**REQUIRED TASK**.
Rewrite the part of the material that opens with the line containing "black vest, each" and closes with the line containing "[(171, 193)]", changing "black vest" to "red vest" and leaving everything else in those lines as it is.

**PROVIDED MATERIAL**.
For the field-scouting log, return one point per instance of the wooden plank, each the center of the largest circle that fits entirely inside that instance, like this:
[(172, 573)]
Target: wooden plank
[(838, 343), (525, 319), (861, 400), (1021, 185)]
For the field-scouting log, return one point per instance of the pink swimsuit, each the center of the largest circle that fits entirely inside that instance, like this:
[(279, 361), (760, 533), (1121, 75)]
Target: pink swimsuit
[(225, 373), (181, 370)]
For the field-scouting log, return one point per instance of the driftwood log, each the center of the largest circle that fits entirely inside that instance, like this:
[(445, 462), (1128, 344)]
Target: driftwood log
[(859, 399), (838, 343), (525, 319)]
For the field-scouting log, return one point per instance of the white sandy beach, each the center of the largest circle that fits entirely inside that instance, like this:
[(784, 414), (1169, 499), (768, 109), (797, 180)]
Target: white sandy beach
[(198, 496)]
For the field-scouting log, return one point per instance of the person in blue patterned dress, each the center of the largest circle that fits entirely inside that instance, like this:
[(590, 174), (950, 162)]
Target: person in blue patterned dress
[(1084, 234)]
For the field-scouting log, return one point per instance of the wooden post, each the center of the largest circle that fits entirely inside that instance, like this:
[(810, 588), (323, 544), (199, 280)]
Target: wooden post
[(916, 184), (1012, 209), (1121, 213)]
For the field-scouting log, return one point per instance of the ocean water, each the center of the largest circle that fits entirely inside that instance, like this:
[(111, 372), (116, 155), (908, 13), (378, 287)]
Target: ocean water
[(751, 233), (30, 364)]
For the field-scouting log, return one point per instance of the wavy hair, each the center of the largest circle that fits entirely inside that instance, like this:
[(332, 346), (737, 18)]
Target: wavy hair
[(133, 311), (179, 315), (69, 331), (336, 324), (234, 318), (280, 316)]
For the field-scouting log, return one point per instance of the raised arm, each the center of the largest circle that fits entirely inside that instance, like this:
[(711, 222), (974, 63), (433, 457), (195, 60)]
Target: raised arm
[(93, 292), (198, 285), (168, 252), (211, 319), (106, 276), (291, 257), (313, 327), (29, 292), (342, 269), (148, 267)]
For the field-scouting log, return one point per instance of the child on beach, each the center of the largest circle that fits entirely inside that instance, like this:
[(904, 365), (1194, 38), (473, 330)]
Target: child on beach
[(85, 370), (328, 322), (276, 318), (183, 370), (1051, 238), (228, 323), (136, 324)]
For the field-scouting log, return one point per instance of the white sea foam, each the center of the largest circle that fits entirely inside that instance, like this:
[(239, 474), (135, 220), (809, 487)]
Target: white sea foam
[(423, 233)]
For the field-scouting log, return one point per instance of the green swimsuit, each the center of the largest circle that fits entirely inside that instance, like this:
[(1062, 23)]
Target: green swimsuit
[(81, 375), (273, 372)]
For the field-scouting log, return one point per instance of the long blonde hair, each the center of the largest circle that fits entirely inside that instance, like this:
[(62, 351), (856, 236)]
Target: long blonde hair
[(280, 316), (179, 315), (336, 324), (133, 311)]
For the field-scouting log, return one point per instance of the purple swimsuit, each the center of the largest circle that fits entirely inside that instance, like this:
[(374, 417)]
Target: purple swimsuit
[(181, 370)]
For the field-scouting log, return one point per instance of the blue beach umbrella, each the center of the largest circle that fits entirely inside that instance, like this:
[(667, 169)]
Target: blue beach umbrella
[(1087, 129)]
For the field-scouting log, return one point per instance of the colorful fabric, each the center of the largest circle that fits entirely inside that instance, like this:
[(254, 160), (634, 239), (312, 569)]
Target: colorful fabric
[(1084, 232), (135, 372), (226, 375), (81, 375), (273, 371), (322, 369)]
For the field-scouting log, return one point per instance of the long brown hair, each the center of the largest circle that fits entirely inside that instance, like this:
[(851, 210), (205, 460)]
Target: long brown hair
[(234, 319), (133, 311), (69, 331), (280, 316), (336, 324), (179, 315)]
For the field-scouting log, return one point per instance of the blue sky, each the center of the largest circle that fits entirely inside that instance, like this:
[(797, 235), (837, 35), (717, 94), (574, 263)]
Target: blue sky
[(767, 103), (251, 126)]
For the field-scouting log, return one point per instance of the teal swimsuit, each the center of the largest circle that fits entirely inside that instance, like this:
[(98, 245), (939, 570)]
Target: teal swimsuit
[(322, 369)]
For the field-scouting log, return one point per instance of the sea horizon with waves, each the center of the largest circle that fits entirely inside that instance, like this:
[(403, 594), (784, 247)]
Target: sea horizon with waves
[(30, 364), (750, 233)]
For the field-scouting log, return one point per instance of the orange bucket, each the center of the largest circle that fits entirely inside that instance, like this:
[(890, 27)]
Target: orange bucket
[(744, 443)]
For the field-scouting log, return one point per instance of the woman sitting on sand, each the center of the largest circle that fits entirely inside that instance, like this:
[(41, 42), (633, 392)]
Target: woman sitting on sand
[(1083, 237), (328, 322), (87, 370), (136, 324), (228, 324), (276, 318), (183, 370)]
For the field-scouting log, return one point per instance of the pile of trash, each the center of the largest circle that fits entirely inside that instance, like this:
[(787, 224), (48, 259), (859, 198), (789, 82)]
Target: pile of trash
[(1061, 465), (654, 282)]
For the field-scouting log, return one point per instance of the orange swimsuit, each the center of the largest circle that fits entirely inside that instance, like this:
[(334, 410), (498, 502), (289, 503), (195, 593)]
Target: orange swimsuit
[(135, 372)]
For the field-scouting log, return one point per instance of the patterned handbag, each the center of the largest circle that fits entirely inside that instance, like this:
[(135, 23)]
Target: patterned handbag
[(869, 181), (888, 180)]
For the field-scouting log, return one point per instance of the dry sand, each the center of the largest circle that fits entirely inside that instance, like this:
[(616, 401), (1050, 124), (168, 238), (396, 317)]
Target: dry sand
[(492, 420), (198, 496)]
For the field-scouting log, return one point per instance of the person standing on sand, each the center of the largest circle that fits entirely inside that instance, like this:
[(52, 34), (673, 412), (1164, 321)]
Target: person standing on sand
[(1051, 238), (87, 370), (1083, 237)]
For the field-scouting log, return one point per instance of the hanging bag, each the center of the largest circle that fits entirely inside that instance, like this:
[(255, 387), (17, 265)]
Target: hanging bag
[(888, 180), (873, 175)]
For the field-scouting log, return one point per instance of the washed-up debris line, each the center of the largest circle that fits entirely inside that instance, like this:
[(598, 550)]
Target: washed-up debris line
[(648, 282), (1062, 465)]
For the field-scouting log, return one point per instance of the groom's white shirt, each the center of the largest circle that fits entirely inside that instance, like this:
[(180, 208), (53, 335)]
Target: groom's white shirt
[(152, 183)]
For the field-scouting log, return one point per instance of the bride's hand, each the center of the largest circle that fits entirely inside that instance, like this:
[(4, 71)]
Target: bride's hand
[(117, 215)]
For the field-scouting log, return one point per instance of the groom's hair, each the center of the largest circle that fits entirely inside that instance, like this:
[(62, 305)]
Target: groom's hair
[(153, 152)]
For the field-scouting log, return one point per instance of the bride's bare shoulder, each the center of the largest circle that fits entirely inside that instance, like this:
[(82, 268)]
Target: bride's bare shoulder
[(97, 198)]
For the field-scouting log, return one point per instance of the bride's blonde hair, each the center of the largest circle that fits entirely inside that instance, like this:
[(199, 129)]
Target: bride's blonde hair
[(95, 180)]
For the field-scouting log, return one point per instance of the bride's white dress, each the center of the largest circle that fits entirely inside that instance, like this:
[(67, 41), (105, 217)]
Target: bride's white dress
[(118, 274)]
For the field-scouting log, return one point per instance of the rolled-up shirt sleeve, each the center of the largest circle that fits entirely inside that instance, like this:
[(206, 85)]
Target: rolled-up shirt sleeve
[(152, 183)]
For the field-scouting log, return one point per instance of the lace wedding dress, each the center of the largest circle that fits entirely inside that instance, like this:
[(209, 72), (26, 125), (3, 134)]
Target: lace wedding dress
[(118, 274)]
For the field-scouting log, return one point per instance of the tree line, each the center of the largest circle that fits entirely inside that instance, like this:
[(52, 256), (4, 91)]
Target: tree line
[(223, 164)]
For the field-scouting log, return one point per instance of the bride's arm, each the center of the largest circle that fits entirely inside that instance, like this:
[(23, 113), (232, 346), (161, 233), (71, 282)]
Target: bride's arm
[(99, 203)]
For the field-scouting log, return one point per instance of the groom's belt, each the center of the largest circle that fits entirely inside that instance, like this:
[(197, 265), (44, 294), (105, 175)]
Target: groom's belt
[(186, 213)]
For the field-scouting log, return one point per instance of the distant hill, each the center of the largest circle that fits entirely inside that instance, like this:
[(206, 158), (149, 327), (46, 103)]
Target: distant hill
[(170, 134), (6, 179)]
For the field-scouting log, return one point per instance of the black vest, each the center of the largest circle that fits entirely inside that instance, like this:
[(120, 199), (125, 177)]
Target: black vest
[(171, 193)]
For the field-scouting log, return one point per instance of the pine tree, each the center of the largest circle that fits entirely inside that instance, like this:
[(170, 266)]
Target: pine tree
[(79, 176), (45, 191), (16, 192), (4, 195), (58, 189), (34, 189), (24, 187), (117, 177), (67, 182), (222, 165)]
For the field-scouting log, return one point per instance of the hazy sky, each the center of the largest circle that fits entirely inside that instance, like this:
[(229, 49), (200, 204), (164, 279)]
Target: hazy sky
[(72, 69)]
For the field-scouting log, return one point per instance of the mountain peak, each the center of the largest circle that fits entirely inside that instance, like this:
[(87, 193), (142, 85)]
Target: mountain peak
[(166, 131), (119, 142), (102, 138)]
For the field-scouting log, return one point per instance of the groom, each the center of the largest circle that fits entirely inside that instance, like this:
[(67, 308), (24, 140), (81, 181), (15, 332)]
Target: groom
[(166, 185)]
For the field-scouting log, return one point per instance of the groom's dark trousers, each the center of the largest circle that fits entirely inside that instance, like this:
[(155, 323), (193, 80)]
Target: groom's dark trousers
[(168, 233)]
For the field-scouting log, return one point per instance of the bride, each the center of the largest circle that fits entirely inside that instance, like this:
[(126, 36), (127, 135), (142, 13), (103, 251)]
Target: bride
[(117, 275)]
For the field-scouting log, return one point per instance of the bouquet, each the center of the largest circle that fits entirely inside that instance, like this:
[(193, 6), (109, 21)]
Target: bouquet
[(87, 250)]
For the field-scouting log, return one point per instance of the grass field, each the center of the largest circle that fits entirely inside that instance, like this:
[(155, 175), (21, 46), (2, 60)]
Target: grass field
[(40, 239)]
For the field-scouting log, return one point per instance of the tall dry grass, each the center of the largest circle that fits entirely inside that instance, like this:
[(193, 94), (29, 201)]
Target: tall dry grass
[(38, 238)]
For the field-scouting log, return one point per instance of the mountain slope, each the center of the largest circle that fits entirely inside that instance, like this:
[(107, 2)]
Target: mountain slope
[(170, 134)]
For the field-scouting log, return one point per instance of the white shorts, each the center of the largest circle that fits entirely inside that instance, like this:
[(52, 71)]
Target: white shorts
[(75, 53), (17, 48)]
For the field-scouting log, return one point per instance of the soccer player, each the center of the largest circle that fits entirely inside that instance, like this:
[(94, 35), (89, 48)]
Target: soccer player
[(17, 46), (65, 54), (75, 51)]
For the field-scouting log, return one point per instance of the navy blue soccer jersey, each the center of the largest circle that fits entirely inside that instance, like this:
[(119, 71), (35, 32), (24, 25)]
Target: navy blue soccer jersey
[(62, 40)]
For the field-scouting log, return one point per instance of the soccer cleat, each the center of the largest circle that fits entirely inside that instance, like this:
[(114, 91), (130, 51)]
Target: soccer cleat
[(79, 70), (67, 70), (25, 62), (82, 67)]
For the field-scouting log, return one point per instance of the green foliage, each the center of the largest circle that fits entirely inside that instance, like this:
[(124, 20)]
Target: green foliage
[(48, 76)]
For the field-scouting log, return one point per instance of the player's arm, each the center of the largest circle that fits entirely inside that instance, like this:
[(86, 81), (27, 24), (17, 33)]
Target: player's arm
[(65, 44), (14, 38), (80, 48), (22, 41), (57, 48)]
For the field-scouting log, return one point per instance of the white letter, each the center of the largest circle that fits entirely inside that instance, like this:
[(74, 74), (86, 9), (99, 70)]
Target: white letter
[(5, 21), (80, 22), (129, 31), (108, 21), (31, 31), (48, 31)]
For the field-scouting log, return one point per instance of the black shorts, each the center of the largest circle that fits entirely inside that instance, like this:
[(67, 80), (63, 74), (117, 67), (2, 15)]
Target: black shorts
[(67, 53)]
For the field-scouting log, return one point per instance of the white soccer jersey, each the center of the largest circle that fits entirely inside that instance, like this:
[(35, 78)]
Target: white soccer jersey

**FULL OUTPUT**.
For the field-scouting log, return one point per instance of the red vest, each the center of the largest circle that fits entirely inside that instance, like this:
[(120, 199), (125, 177)]
Target: red vest
[(171, 193)]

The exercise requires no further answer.